## PROVIDED MATERIAL
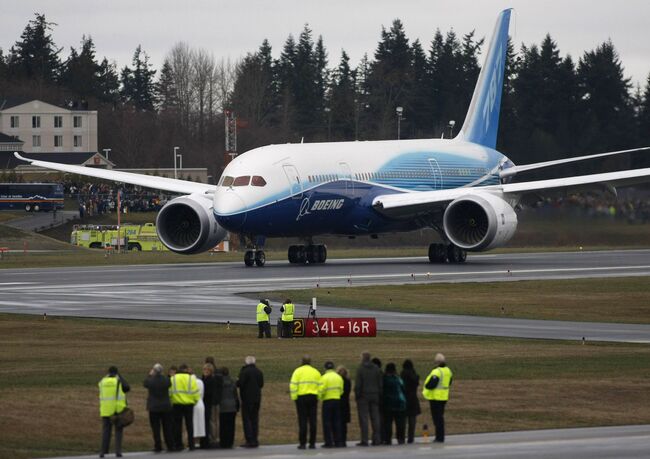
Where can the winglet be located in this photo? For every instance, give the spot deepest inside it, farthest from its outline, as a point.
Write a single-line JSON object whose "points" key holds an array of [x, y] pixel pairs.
{"points": [[20, 157], [482, 120]]}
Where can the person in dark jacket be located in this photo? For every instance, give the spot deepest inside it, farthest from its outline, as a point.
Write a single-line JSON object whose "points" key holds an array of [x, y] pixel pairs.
{"points": [[215, 391], [411, 382], [394, 406], [250, 383], [227, 410], [368, 387], [345, 404], [159, 407]]}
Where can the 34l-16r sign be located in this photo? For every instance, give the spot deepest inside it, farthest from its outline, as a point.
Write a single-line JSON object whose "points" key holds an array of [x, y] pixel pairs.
{"points": [[332, 327]]}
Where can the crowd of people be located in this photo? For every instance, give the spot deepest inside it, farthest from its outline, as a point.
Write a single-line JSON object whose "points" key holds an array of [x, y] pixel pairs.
{"points": [[97, 199], [207, 404]]}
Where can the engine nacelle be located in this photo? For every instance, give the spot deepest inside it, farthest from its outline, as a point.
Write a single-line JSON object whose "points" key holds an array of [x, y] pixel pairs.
{"points": [[187, 225], [479, 222]]}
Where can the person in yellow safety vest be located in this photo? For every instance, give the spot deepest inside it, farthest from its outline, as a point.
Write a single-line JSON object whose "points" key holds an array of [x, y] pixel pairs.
{"points": [[304, 388], [263, 320], [436, 390], [287, 310], [184, 394], [112, 400], [331, 390]]}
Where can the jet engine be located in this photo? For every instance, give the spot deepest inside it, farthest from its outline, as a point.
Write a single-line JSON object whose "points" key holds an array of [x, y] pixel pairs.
{"points": [[187, 225], [479, 222]]}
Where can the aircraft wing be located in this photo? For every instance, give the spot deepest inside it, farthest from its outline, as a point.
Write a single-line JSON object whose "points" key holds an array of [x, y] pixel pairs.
{"points": [[147, 181], [529, 167], [422, 202]]}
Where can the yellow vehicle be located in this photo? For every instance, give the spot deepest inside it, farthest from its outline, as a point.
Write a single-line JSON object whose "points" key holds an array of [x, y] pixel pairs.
{"points": [[131, 237]]}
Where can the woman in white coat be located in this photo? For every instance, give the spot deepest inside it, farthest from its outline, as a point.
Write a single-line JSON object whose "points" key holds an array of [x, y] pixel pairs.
{"points": [[198, 416]]}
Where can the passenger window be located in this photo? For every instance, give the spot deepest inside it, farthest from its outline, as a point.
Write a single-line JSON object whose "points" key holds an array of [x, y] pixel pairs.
{"points": [[242, 180], [258, 181]]}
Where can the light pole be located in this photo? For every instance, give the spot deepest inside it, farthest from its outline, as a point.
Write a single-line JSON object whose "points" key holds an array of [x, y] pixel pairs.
{"points": [[452, 123], [399, 111], [175, 156]]}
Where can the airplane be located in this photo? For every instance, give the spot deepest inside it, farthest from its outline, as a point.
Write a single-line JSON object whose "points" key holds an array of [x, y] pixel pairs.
{"points": [[461, 187]]}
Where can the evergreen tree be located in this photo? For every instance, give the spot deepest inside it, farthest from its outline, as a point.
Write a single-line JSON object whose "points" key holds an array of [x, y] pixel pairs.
{"points": [[341, 120], [606, 112], [35, 55], [108, 84], [420, 104], [137, 83], [391, 79], [80, 71]]}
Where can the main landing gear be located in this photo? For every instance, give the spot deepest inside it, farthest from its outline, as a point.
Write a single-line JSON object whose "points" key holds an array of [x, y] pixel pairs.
{"points": [[440, 253], [254, 257], [312, 254]]}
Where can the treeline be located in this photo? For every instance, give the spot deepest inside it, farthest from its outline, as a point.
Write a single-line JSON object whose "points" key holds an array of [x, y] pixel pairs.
{"points": [[552, 105]]}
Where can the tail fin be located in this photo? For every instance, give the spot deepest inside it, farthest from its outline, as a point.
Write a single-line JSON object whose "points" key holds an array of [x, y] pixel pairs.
{"points": [[482, 120]]}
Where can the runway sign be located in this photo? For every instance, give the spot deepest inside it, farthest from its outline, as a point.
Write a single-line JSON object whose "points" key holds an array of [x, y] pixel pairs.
{"points": [[335, 327]]}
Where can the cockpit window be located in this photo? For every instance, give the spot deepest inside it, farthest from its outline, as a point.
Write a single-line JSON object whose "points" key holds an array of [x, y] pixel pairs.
{"points": [[242, 180], [258, 181]]}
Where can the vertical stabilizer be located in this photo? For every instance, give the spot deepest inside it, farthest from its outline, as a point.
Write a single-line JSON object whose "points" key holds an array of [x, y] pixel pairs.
{"points": [[482, 120]]}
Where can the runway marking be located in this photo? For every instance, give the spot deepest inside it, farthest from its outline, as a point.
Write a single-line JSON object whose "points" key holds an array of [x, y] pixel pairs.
{"points": [[357, 277]]}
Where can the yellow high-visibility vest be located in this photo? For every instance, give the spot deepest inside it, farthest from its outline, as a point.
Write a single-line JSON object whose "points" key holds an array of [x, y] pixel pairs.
{"points": [[331, 386], [184, 390], [112, 398], [262, 316], [287, 315], [305, 380], [441, 391]]}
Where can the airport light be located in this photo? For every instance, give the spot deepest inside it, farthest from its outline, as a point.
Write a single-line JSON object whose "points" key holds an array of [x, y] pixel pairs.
{"points": [[399, 111], [175, 158], [451, 125]]}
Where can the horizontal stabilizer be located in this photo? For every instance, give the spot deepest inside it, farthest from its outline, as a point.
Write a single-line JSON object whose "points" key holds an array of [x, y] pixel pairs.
{"points": [[509, 172]]}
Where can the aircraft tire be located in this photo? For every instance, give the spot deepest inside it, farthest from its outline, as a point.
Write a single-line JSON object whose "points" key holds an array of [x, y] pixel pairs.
{"points": [[437, 253], [301, 254], [260, 258], [249, 258], [291, 254], [455, 254], [322, 253]]}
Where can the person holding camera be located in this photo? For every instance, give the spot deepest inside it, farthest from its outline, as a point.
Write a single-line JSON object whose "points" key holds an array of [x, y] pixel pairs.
{"points": [[263, 320]]}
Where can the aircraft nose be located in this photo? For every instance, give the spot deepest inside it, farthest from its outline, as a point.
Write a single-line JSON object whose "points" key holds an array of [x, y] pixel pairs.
{"points": [[230, 210]]}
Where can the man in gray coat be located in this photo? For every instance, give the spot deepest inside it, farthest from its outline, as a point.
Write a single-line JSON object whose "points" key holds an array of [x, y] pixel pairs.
{"points": [[368, 388]]}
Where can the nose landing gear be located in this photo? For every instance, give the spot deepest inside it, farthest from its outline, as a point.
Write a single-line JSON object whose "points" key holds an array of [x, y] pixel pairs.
{"points": [[441, 253], [255, 257], [312, 254]]}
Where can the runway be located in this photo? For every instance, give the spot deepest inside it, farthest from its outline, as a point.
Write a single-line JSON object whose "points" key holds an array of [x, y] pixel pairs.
{"points": [[588, 443], [210, 292]]}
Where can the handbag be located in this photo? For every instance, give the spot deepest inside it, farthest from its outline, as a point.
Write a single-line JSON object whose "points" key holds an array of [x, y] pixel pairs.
{"points": [[125, 417]]}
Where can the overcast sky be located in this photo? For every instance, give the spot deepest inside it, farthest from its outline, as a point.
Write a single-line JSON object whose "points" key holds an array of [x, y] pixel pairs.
{"points": [[230, 29]]}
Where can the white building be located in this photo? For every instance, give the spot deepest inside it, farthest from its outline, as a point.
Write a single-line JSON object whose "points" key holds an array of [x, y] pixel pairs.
{"points": [[47, 128]]}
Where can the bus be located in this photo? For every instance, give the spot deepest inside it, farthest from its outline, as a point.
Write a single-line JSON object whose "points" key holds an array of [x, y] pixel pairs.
{"points": [[33, 197]]}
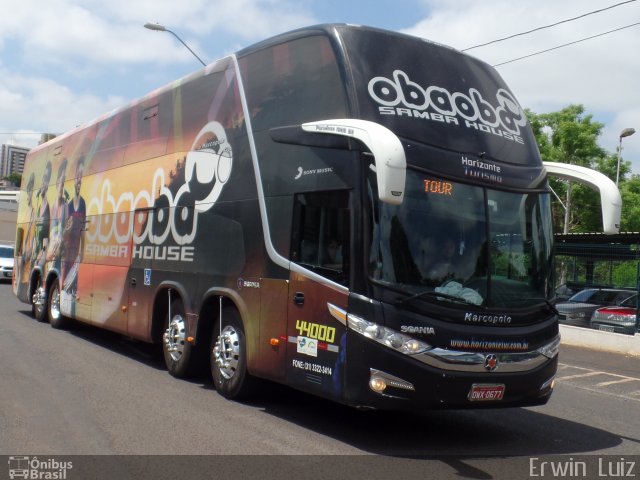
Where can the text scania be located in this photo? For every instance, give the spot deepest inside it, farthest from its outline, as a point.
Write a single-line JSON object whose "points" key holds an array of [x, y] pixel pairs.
{"points": [[494, 319], [402, 97]]}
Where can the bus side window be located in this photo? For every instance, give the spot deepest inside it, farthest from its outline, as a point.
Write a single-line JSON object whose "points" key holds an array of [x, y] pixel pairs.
{"points": [[320, 235]]}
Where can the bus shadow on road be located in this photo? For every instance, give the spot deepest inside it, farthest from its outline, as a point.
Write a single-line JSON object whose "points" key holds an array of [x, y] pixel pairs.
{"points": [[475, 433], [511, 432], [142, 352]]}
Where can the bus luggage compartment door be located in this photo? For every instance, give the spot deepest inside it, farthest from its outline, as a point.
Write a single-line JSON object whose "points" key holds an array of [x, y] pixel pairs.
{"points": [[315, 353]]}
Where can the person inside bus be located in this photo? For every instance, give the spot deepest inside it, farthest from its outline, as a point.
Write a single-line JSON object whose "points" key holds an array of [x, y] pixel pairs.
{"points": [[334, 253], [441, 266]]}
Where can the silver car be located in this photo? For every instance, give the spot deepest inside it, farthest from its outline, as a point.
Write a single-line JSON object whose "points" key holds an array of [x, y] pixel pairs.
{"points": [[580, 307]]}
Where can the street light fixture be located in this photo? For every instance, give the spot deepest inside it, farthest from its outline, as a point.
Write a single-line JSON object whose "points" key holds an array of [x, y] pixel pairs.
{"points": [[161, 28], [627, 132]]}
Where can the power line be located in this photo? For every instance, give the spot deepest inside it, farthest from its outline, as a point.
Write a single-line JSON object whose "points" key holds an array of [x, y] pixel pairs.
{"points": [[548, 26], [566, 44]]}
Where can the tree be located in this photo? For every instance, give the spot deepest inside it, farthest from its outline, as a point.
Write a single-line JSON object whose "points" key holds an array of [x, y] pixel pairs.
{"points": [[570, 136]]}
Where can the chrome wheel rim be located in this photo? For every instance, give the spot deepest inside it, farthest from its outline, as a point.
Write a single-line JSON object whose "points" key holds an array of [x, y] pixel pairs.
{"points": [[38, 302], [54, 306], [226, 352], [174, 337]]}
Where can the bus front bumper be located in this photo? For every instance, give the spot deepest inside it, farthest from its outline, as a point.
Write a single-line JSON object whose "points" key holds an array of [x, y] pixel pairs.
{"points": [[380, 378]]}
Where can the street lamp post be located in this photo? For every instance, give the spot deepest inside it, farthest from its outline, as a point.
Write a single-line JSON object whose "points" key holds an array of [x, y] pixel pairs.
{"points": [[161, 28], [627, 132]]}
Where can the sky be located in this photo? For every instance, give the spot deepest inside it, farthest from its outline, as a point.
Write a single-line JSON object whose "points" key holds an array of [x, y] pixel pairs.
{"points": [[65, 62]]}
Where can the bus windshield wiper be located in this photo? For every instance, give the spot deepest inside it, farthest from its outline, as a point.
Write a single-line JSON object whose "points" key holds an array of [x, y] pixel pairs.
{"points": [[437, 295]]}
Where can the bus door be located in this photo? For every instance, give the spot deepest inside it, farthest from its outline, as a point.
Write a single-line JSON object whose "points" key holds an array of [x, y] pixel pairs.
{"points": [[318, 282], [139, 278], [76, 296]]}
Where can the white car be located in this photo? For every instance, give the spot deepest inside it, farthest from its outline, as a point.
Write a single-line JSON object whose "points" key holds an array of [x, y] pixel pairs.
{"points": [[6, 262]]}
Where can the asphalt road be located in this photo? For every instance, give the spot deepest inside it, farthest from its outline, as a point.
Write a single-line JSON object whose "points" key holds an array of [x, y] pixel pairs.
{"points": [[89, 392]]}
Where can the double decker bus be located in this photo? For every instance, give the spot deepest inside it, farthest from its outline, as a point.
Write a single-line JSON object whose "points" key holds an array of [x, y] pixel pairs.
{"points": [[356, 213]]}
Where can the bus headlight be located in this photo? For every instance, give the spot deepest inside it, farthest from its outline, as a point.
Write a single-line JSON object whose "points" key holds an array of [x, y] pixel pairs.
{"points": [[386, 336]]}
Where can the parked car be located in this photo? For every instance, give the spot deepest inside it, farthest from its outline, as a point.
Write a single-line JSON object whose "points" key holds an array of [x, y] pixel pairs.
{"points": [[6, 262], [619, 319], [580, 307]]}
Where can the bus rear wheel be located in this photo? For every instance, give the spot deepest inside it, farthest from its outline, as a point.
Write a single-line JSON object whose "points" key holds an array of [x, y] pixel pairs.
{"points": [[56, 319], [229, 358], [39, 305], [177, 351]]}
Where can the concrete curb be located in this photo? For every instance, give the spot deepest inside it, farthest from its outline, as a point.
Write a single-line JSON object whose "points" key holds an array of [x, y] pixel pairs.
{"points": [[602, 341]]}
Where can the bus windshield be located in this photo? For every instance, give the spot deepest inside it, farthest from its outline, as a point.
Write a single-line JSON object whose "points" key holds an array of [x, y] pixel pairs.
{"points": [[460, 244]]}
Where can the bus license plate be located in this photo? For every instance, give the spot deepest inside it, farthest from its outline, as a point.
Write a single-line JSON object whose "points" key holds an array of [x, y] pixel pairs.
{"points": [[483, 392]]}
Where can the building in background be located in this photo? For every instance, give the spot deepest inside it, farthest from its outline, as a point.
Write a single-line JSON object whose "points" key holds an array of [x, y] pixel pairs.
{"points": [[12, 159]]}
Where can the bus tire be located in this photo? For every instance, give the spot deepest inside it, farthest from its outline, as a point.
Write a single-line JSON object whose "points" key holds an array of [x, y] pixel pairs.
{"points": [[229, 358], [39, 309], [177, 351], [56, 318]]}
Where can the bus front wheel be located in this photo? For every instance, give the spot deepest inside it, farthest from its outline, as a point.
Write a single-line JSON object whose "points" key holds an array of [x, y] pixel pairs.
{"points": [[229, 357], [178, 352]]}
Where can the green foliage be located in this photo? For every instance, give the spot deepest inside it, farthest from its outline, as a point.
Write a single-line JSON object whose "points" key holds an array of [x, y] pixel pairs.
{"points": [[570, 136], [630, 191]]}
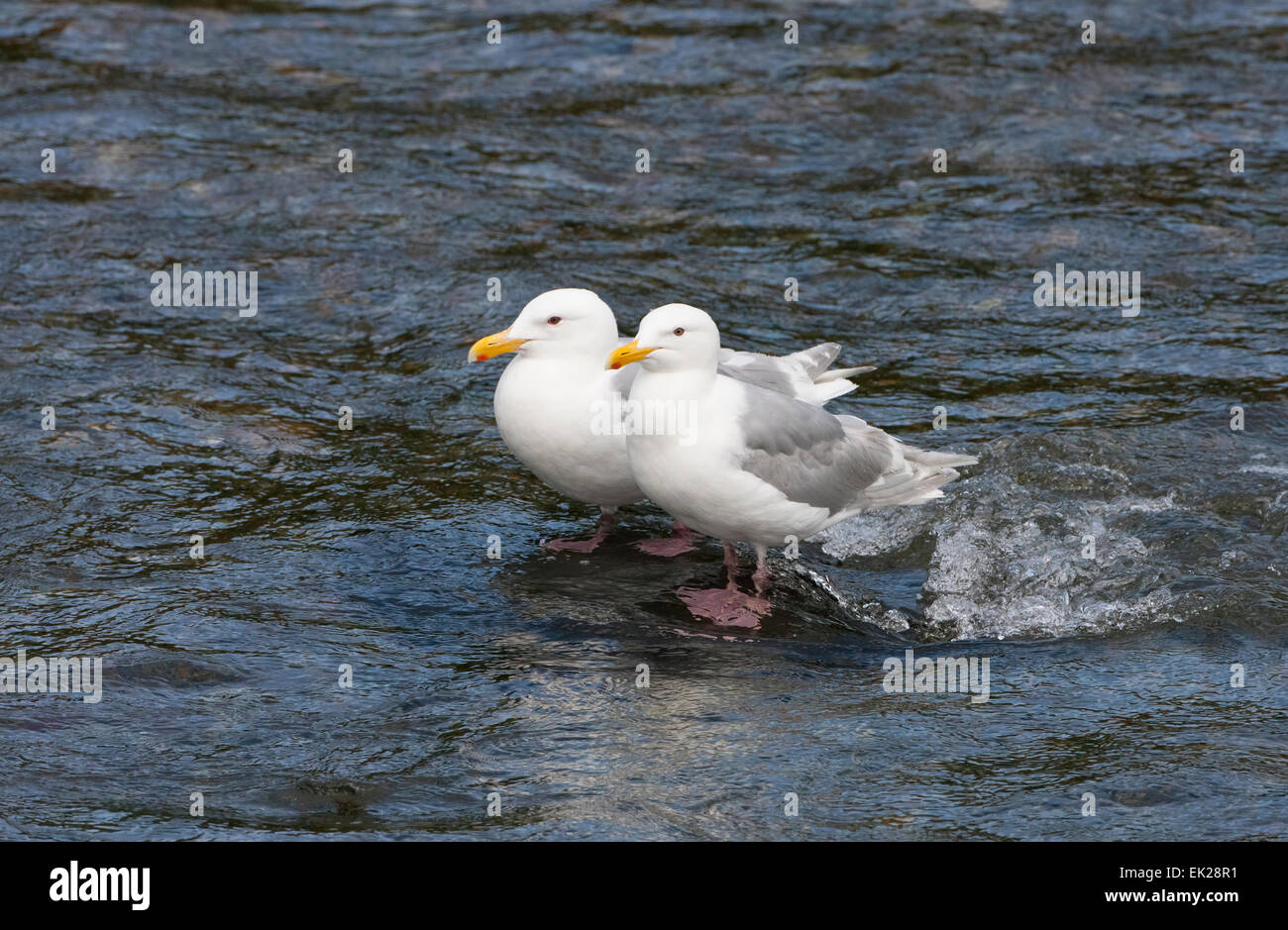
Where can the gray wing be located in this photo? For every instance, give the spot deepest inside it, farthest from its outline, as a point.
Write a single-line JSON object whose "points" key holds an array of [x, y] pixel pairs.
{"points": [[803, 375], [838, 463], [807, 454], [764, 371]]}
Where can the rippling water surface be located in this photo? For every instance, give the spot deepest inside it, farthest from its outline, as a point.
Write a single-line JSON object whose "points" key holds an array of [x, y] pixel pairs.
{"points": [[368, 548]]}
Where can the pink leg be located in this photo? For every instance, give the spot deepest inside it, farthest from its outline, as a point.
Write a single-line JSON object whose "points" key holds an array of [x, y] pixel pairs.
{"points": [[725, 605], [682, 541], [605, 524]]}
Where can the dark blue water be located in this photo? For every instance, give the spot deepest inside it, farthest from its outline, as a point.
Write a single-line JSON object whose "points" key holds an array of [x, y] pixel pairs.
{"points": [[1109, 676]]}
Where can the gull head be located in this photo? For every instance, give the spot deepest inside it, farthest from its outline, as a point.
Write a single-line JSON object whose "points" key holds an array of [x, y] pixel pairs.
{"points": [[568, 324], [673, 338]]}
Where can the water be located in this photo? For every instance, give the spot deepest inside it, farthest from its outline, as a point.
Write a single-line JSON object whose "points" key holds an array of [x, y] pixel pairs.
{"points": [[368, 548]]}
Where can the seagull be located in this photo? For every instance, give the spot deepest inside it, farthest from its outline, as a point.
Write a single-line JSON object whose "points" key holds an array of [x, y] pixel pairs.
{"points": [[565, 416], [761, 466]]}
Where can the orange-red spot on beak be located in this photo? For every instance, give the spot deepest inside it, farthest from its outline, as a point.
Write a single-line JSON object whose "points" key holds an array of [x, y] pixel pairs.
{"points": [[631, 352]]}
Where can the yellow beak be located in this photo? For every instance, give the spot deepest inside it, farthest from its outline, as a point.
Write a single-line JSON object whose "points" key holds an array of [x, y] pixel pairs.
{"points": [[493, 346], [631, 352]]}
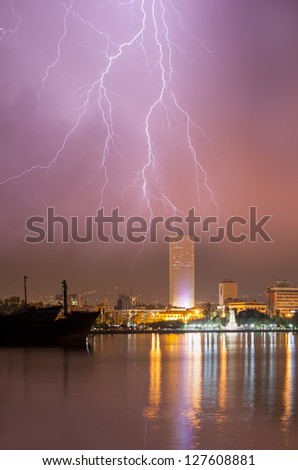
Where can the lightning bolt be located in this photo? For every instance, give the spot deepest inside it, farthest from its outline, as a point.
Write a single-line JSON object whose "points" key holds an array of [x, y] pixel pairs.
{"points": [[12, 30], [153, 15]]}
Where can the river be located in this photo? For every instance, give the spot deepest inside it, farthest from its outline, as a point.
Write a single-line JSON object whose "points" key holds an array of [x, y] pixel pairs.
{"points": [[153, 391]]}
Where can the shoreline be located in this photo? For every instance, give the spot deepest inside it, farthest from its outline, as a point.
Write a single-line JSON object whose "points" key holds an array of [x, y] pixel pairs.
{"points": [[240, 330]]}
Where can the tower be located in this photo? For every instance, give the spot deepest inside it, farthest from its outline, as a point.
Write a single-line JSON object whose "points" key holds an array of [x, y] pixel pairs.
{"points": [[182, 273]]}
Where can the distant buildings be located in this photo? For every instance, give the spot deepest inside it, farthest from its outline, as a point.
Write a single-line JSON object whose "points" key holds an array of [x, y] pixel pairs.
{"points": [[182, 273], [125, 302], [282, 299], [241, 305]]}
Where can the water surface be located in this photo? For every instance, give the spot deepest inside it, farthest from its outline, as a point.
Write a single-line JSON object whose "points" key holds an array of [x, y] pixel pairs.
{"points": [[168, 391]]}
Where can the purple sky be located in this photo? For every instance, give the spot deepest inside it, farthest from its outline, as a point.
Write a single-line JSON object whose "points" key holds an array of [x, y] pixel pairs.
{"points": [[131, 104]]}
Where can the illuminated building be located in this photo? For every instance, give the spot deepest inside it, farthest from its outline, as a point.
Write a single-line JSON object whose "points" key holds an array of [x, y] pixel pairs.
{"points": [[282, 298], [182, 273], [240, 305], [227, 290]]}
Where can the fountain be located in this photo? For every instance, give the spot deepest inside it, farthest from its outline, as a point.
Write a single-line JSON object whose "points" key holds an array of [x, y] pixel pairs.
{"points": [[232, 324]]}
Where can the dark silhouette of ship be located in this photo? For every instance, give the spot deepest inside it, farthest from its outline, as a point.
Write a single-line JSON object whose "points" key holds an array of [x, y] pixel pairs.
{"points": [[49, 326]]}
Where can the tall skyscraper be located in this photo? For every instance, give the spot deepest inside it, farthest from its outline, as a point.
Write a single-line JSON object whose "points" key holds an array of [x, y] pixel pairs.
{"points": [[227, 290], [182, 273]]}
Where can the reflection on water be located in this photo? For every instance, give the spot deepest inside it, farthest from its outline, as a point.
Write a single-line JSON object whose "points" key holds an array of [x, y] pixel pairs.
{"points": [[168, 391]]}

## SET TASK
Exactly and exclusively, repeat the lines from the line that contains "Where can the fountain" through the end of the records, both ends included.

## PROBLEM SOLUTION
Where can the fountain be located in this photo? For every instance, give the spot deepest inside it, farthest from its outline, as a point.
Write a single-line JSON object whose "points" key holds an array of [x, y] pixel pairs.
{"points": [[232, 324]]}
Where can the dark silhouette of ship be located in this photo? For every instance, give the spot deepest inside it, farthest from its outline, as a point.
Write a single-line JSON object whose "points" key holds an array of [x, y] pixel pairs.
{"points": [[49, 326]]}
Where can the tall skyscraper be located in this photo? For every instance, give the spot deepest inside it, farthest from its outline, as a point.
Write a single-line JSON object whose "points" key holds an array of [x, y] pixel pairs.
{"points": [[227, 290], [182, 273]]}
Where can the reflection on water be located in this photo? For every instance, give the spot deepest inside it, farthest from its outline, as a point.
Write a single-line JSON object whose "points" key holds an array of [x, y] pixel pairs.
{"points": [[168, 391]]}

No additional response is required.